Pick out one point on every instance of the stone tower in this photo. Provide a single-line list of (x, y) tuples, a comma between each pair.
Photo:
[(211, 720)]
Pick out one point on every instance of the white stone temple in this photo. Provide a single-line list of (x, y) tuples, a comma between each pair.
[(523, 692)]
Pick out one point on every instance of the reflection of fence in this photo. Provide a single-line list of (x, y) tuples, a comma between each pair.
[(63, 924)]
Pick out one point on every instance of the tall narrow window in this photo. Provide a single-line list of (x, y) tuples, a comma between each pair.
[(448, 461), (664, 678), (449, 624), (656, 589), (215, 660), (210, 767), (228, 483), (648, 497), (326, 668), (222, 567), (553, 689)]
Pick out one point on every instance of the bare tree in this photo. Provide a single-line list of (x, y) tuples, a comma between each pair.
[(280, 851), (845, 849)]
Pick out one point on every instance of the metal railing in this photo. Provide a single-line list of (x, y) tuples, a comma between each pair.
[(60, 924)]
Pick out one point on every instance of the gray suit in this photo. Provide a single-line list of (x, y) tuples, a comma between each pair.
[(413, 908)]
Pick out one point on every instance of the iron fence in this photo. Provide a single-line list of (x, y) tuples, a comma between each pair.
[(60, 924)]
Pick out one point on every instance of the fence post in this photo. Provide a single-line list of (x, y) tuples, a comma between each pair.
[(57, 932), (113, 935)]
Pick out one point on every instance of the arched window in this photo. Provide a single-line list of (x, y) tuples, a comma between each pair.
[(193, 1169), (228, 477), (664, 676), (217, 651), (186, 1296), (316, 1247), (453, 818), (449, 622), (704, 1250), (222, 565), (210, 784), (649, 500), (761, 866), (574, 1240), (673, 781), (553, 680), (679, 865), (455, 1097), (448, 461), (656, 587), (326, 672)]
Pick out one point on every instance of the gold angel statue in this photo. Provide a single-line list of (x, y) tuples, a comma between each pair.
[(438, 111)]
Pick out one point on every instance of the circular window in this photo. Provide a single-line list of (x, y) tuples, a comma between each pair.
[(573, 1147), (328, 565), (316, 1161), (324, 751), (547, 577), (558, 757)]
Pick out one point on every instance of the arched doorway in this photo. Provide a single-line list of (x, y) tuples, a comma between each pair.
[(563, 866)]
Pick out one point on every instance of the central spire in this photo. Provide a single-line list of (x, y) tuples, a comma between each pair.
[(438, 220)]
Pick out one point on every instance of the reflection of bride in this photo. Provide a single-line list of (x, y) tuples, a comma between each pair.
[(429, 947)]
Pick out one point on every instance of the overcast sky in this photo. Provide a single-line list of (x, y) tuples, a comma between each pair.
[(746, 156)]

Stated exercise: Write out all of the rows above word for word, one per line, in their original order.

Written reply:
Pick out one point on every instance of the stone tower in this photo. Provide a single-line list of (x, y) tuples, a comma between each pair.
Photo:
[(211, 720)]
Pick out one point on every instance of the white stone temple in this photo. Provide a single-line list of (x, y) tuples, a comma between each pair.
[(523, 692)]
Pick out one point on every instance of the reflection of fence in this photo. Provide a single-line list of (x, y) tuples, a comma between each pair.
[(63, 924)]
Pick out one point on every instance of the tall narrow window in this photo. Provide a single-line list of (x, y) tuples, a comma between each pair.
[(448, 461), (664, 678), (449, 624), (656, 589), (215, 660), (210, 767), (228, 483), (648, 497), (326, 668), (222, 567), (553, 689)]
Pick out one point on every instance of the bare tree in this photo. Provide a single-line list of (x, y) tuples, a comma between each pair.
[(280, 851), (845, 849)]
Pick out one point on every instance of the metal railing in this photo. Provide a single-line list of (x, y) tuples, a comma between each pair.
[(60, 924)]
Pick out one point on every instance of the gray suit in this photo. Provide a single-line list of (x, y) tuples, a comma between each pair.
[(413, 908)]
Pick out one point on every instance of the iron fence in this photo. Provide a single-line list of (x, y) tuples, a comma between each pair.
[(60, 924)]
Pick out one point on every instance of the fence post in this photo. Provide a single-line list of (x, y) tuples, a comma between each pair.
[(57, 932), (113, 935)]
Pick out one point on every instance of the arched window in this photo. Provide a single-line list of (x, y) tuples, a comma between each pair.
[(193, 1169), (228, 477), (664, 676), (217, 651), (186, 1296), (316, 1247), (453, 818), (449, 622), (704, 1250), (222, 565), (210, 784), (649, 500), (761, 866), (574, 1240), (673, 781), (553, 680), (679, 865), (455, 1097), (448, 461), (656, 587), (326, 672)]
Pick out one point on every instance of the gold angel statue in this photo. Provide a single-line list of (x, y) tuples, a comma between each pair.
[(438, 111)]
Pick out one point on every instance of the circular window in this photo. Provide a single-line list of (x, y) tuples, a comma between each pair.
[(573, 1147), (328, 565), (316, 1161), (324, 751), (547, 577), (558, 757)]
Pick out one point on every instance of the arched doorway in this photo. Provide a single-line list of (x, y) tuples, a comma between each pair.
[(563, 866)]
Pick out one point on every instance of the central spire in this photo. Provide a single-line list of (x, y) tuples, a comma between each pair.
[(438, 220)]
Pick out one point on every instance of the reflection of bride in this photo. Provide a single-line list of (x, y) tuples, a comma between each pair.
[(429, 947)]
Pick out one point on every instance of the overcast sky in this photo. Provide a single-line list of (x, y) tuples, a comma between each pair.
[(746, 156)]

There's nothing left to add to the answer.